═══ RECORDED INFORMATION
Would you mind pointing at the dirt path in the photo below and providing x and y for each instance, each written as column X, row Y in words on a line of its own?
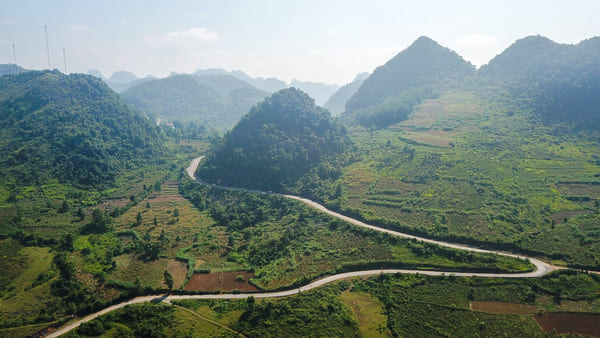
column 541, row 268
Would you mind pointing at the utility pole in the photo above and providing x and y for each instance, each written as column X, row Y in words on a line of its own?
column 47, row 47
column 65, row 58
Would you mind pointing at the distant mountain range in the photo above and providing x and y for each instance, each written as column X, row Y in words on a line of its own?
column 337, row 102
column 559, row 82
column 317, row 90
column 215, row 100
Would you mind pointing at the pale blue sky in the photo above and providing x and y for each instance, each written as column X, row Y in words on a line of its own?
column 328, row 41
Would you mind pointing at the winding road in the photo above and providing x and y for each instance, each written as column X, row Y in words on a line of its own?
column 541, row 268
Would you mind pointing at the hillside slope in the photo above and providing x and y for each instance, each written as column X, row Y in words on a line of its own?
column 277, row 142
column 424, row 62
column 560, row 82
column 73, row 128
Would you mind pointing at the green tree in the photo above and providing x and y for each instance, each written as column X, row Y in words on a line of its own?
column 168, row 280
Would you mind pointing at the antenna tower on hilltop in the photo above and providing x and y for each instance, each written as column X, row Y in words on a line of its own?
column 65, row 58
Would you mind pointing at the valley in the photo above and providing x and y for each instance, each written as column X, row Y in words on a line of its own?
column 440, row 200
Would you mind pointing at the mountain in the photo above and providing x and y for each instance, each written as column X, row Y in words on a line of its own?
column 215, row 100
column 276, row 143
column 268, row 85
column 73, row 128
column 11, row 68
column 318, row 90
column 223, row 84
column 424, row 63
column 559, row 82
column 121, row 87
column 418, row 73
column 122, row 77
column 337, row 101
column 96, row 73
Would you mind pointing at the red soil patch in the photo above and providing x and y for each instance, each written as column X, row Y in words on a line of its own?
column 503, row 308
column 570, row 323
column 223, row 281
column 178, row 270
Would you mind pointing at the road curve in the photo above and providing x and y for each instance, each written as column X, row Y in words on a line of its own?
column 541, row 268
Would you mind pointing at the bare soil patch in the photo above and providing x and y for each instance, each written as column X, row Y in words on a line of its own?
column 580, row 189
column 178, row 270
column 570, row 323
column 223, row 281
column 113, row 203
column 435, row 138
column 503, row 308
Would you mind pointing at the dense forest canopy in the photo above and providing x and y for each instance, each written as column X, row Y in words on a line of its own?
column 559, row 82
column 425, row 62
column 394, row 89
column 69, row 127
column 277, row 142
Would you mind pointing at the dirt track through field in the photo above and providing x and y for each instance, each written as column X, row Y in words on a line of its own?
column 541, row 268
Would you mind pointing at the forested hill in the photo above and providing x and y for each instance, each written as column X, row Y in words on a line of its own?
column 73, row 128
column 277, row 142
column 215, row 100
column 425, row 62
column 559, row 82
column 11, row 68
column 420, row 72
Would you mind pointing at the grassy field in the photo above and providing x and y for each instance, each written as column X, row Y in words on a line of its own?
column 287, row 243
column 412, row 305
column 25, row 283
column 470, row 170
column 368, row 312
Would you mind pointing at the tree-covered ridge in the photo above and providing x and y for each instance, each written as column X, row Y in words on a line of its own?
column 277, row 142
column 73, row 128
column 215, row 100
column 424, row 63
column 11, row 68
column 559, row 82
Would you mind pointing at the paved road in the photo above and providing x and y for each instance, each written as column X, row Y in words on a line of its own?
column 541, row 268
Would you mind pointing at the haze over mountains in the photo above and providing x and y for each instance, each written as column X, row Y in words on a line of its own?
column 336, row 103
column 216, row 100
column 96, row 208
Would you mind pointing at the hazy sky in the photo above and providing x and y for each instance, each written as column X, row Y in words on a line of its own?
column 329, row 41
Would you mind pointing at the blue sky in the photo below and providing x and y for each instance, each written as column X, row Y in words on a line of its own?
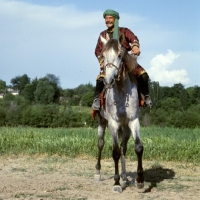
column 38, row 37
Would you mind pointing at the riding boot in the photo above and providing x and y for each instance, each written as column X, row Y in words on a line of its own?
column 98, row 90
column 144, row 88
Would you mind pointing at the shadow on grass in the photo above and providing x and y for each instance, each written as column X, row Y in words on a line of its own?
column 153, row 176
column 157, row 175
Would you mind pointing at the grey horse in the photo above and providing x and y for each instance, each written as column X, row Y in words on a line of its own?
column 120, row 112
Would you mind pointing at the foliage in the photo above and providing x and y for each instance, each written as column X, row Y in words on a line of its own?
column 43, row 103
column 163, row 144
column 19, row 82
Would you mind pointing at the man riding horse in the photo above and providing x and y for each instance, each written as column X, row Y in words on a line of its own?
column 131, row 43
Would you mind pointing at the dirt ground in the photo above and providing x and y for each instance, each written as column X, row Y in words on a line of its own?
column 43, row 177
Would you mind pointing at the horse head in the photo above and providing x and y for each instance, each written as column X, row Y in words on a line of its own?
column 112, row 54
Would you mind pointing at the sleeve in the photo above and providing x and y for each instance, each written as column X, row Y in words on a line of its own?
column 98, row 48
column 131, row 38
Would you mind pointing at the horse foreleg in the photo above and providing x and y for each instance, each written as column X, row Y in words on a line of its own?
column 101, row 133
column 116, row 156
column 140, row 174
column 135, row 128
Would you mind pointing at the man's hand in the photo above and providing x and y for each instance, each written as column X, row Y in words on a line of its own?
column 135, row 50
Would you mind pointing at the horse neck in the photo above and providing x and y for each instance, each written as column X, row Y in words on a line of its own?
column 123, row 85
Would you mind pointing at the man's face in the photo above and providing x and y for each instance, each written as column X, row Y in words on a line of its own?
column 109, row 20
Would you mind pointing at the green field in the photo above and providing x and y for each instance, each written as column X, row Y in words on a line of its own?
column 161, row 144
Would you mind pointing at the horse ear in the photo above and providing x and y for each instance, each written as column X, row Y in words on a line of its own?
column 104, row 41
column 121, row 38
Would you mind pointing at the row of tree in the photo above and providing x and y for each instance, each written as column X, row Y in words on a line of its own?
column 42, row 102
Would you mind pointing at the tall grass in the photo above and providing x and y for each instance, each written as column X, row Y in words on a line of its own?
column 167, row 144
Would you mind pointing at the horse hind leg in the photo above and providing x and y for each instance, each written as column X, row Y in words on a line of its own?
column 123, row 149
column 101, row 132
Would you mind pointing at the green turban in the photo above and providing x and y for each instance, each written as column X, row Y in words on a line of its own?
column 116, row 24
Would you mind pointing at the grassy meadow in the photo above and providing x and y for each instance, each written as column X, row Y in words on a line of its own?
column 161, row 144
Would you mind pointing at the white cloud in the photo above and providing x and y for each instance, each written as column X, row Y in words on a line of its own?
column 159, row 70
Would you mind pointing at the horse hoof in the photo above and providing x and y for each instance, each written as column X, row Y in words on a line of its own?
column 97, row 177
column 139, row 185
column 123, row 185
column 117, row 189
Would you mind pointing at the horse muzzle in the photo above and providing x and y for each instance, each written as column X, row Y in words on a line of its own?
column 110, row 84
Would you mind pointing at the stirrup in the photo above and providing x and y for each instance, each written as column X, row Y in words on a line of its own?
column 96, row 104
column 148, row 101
══════
WHAT YOU SHOULD DO
Leave the pictures out and set down the rest of the listing above exactly.

WRITTEN RESPONSE
Would you mind pointing at the dirt path in the photo below and providing x and y for each instance, each written as column X, row Y in words on a line of its own?
column 541, row 268
Would you mind pointing at the utility pole in the photo above and providing x and y for each instance, each written as column X, row Y in words on a line of its own?
column 47, row 47
column 65, row 58
Would you mind pointing at the distant mountain range in the photo above and providing x and y for each instance, each written as column X, row Y in words on a line of its own?
column 337, row 102
column 559, row 82
column 317, row 90
column 215, row 100
Would you mind pointing at the pale blue sky in the photo above and providing x and y for each instance, each written as column X, row Y in words on a line of its own?
column 328, row 41
Would you mind pointing at the winding road in the photo above and providing x and y for each instance, each written as column X, row Y in words on a line of its own?
column 541, row 268
Would you mind pointing at the hillside slope in the photo above and providing x and y for each instance, each written as column X, row Y in words on a line of its own?
column 277, row 142
column 424, row 62
column 560, row 82
column 73, row 128
Would you mind pointing at the green tree in the photo above and providing x and y for each instance, each written as column X, row Y in words on a line of its own?
column 168, row 280
Would you mind pointing at the antenna tower on hilltop in the photo above and providing x and y for each instance, each written as column X, row Y in words on a line of its own?
column 65, row 58
Would you mind pointing at the valley in the photo above and providing x and y for each instance, each written as column X, row Y in words on a line of its own?
column 440, row 200
Would you mind pointing at the mountain in the photo above and providing x and y for each instance, each written as column X, row Y in words on a line of its own?
column 215, row 100
column 276, row 143
column 268, row 85
column 73, row 128
column 11, row 68
column 318, row 90
column 223, row 84
column 424, row 63
column 559, row 82
column 121, row 87
column 418, row 73
column 122, row 77
column 337, row 101
column 96, row 73
Would you mind pointing at the red soil patch in the photo above and providing x and y for each instance, each written as column X, row Y in words on a line of its own?
column 503, row 308
column 570, row 323
column 223, row 281
column 178, row 270
Would you mind pointing at the road curve in the photo above and providing x and y for each instance, each written as column X, row Y in words on a line of its own?
column 541, row 268
Would you mind pointing at the bare soil patch in the photo above and providing x and y for each instance, each written as column X, row Y in words on a line of its own?
column 580, row 189
column 178, row 270
column 570, row 323
column 223, row 281
column 113, row 203
column 435, row 138
column 503, row 308
Would you mind pointing at the dense forest canopy in the photo above and providing x and y for each instance, each written as column X, row Y in words on a line of its own?
column 559, row 82
column 425, row 62
column 394, row 89
column 69, row 127
column 277, row 142
Would you mind pointing at the dirt track through field in the photo above and providing x and y for each instance, each written as column X, row Y in words on a line of its own?
column 541, row 268
Would you mind pointing at the forested hill in the photo above and providing x and y for each instance, each written as column X, row Y in words on a line of its own?
column 73, row 128
column 277, row 142
column 215, row 100
column 425, row 62
column 559, row 82
column 11, row 68
column 420, row 72
Would you mind pointing at the grassy field in the photo above and providing x and y for each instance, each written as column X, row Y in words on a line of its own?
column 287, row 243
column 412, row 305
column 25, row 283
column 470, row 170
column 368, row 312
Would you mind pointing at the tree-covered ridge in the photo above and providing x and y for each instance, each written as column X, row Y in words on a line of its own?
column 277, row 142
column 73, row 128
column 215, row 100
column 424, row 63
column 11, row 68
column 559, row 82
Would you mind pointing at the paved road in the photo above and providing x and y for each instance, each written as column X, row Y in words on a line of its own?
column 541, row 268
Would you mind pointing at the haze over mountains in the photo above and providing x and y for each instance, each written as column X, row Y in words on a line of its own?
column 336, row 103
column 216, row 100
column 96, row 208
Would you mind pointing at the hazy sky in the photo above and providing x and y for each instance, each written as column X, row Y in words on a line of its own?
column 329, row 41
Would you mind pointing at the blue sky in the photo below and providing x and y for each instance, each written as column X, row Y in words on a line of its own?
column 38, row 37
Would you mind pointing at the riding boot in the photo above and providing x and y for each instance, each written as column X, row Y in words on a line of its own?
column 98, row 90
column 144, row 88
Would you mind pointing at the shadow on grass in the photo above and providing x and y for each instance, each written as column X, row Y in words on a line of its own?
column 153, row 176
column 157, row 175
Would you mind pointing at the grey horse in the photo above and providing x and y for each instance, each written as column X, row Y in words on a line of its own?
column 120, row 112
Would you mind pointing at the foliage in the photo above and providing x and y for each instance, each written as column X, row Y in words on a line of its own?
column 43, row 103
column 163, row 144
column 19, row 82
Would you mind pointing at the man riding horse in the photo above and providing x and y for each instance, each written as column X, row Y in words on a line of its own?
column 131, row 43
Would you mind pointing at the dirt ground in the photo above and providing x and y for each instance, each written as column X, row Y in words on a line of its own?
column 43, row 177
Would you mind pointing at the horse head in the photo above and providing x and y for each instance, each written as column X, row Y in words on a line of its own?
column 112, row 54
Would you mind pointing at the sleeve in the photo above and providing x and y for each instance, each written as column X, row Y in words on a line of its own?
column 98, row 48
column 131, row 38
Would you mind pointing at the horse foreleg in the photo above and providing x and y for each instance, each written as column X, row Y in words on a line of its own?
column 101, row 133
column 116, row 156
column 140, row 174
column 135, row 128
Would you mind pointing at the man's hand in the photo above and providing x and y for each instance, each written as column X, row Y in words on a line of its own?
column 135, row 50
Would you mind pointing at the horse neck in the photo above and providing x and y for each instance, each written as column X, row Y in words on a line of its own?
column 123, row 85
Would you mind pointing at the man's face in the photo above and providing x and y for each instance, each written as column X, row Y in words on a line of its own?
column 109, row 20
Would you mind pointing at the green field in the photo above and providing x and y for each instance, each written as column X, row Y in words on a line of its own?
column 161, row 144
Would you mind pointing at the horse ear in the photo above and providing x and y for each instance, each written as column X, row Y in words on a line of its own?
column 104, row 41
column 121, row 38
Would you mind pointing at the row of tree in the photo above and providing x and y for each instance, each written as column X, row Y in words on a line of its own?
column 42, row 102
Would you mind pointing at the tall grass in the photo above and providing x and y for each instance, each written as column X, row Y in words on a line of its own?
column 167, row 144
Would you mind pointing at the horse hind leg in the photo above and providing x and y for each instance, each written as column X, row Y in words on a line of its own?
column 123, row 149
column 101, row 132
Would you mind pointing at the green turban in the photo above and providing x and y for each instance, each written as column X, row Y in words on a line of its own?
column 116, row 24
Would you mind pointing at the grassy meadow in the photo above and providing x and y for each instance, each written as column X, row Y in words on a line of its own?
column 161, row 144
Would you mind pointing at the white cloud in the photo above and providing x and y for each instance, each written as column X, row Y in words on a line of its own?
column 159, row 70
Would you mind pointing at the horse hoof in the photo above and providing x and y for each instance, each written as column X, row Y in words on a line of its own?
column 97, row 177
column 139, row 185
column 123, row 185
column 117, row 189
Would you mind pointing at the horse muzzle in the photo above and providing x and y for each instance, each written as column X, row Y in words on a line of its own?
column 110, row 84
Would you mind pointing at the stirrup in the photo above and providing x and y for each instance, each written as column X, row Y in words on a line of its own?
column 96, row 104
column 148, row 101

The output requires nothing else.